▶ GIVEN PROBLEM
Look in the data below for the line that contains "drawmask --target choppy". Copy that line and the remaining lines exactly.

/---

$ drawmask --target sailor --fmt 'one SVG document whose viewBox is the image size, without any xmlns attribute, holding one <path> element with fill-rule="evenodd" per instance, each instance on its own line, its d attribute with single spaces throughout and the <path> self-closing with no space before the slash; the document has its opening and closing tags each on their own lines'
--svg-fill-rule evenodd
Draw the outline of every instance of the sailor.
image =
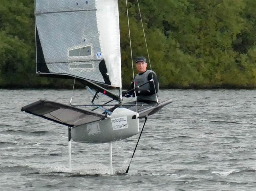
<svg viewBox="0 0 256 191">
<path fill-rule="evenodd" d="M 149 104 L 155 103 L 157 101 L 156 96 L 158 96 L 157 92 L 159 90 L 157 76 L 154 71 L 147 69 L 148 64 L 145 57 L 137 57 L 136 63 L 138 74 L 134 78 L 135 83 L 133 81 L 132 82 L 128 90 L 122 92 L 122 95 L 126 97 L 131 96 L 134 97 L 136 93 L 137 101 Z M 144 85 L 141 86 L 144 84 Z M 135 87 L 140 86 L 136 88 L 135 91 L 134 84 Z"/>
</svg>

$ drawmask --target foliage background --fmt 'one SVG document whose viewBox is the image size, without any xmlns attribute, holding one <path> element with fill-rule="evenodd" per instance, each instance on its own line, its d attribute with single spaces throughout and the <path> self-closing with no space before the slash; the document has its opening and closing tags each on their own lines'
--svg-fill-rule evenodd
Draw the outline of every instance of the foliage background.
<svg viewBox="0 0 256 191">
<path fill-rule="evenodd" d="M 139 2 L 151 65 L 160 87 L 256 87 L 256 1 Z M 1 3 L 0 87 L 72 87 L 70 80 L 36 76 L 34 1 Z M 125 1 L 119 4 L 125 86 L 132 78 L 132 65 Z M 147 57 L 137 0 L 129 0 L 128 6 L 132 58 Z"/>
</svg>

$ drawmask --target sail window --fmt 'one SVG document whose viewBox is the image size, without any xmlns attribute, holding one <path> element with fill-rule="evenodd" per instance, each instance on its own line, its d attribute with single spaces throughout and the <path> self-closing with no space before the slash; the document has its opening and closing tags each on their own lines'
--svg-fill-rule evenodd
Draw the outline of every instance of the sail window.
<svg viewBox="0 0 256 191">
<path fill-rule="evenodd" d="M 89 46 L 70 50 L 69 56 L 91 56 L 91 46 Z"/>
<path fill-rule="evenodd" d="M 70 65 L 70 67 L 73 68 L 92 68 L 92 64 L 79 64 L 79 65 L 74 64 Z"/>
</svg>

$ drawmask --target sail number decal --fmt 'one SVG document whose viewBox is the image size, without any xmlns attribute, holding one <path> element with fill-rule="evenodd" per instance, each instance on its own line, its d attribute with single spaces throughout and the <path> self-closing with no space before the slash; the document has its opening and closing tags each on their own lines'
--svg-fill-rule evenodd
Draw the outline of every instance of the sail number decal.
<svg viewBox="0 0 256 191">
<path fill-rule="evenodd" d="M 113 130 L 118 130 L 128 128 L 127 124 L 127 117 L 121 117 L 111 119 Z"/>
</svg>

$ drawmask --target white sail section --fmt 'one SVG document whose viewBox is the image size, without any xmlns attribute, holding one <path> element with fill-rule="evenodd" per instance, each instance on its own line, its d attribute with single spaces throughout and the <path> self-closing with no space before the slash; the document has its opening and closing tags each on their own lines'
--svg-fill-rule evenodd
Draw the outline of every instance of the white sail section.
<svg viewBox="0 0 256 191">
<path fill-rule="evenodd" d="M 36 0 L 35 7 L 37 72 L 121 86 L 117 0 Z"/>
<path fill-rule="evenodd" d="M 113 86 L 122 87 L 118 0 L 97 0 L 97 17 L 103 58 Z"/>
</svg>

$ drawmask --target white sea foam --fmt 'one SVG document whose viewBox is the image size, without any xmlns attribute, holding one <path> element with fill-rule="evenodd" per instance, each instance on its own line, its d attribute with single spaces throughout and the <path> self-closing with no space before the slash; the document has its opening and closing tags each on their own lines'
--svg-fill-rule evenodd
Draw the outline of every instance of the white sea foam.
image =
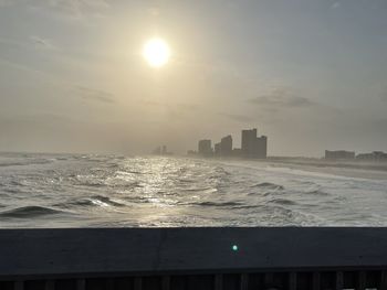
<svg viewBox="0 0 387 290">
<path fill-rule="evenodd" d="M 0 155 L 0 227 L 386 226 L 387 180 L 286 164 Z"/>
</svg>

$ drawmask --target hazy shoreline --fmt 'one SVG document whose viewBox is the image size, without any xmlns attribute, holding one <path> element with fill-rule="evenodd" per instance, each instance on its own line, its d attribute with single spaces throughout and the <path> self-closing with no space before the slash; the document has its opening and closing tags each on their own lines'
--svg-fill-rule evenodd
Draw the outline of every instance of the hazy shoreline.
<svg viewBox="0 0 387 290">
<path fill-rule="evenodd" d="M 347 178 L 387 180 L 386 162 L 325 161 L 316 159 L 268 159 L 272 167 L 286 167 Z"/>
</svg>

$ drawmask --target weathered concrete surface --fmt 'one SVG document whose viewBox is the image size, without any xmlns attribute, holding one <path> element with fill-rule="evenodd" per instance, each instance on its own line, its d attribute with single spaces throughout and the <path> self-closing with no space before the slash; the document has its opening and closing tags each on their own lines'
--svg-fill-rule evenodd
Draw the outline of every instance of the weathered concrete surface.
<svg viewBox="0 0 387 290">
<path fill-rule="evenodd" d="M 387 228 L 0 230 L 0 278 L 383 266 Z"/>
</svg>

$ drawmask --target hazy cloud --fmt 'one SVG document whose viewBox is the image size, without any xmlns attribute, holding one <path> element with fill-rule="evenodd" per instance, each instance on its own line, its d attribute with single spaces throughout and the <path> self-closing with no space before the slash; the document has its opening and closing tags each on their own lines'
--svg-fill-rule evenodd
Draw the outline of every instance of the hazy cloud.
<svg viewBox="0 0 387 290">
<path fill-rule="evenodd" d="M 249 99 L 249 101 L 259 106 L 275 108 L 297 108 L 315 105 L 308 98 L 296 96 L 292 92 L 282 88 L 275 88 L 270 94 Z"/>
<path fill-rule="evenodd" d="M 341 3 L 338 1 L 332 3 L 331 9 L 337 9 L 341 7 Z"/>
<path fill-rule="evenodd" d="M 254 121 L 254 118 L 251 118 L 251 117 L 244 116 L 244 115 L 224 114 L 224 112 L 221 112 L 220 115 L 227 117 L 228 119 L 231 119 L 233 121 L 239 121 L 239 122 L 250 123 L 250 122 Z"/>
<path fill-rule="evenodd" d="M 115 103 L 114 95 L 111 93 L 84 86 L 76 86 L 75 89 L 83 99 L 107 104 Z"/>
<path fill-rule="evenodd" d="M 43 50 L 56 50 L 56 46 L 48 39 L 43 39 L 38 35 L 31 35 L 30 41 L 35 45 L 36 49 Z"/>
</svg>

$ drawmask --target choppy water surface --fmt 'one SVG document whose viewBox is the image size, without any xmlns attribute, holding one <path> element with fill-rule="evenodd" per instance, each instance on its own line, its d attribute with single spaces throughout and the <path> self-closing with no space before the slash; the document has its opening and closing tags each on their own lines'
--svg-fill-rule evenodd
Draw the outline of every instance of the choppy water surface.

\---

▶ ANSWER FOR THIS EXERCISE
$ drawmask --target choppy water surface --fmt 'one SVG document whose viewBox is the image size, without any xmlns attribute, holding one <path> element with fill-rule="evenodd" per instance, each instance on its own line, its d attribute with single spaces throughout and the <path> self-closing with no space before the slash; the document has its opening and closing tags each on their own lines'
--svg-fill-rule evenodd
Draw the outline of every instance of the choppy water surface.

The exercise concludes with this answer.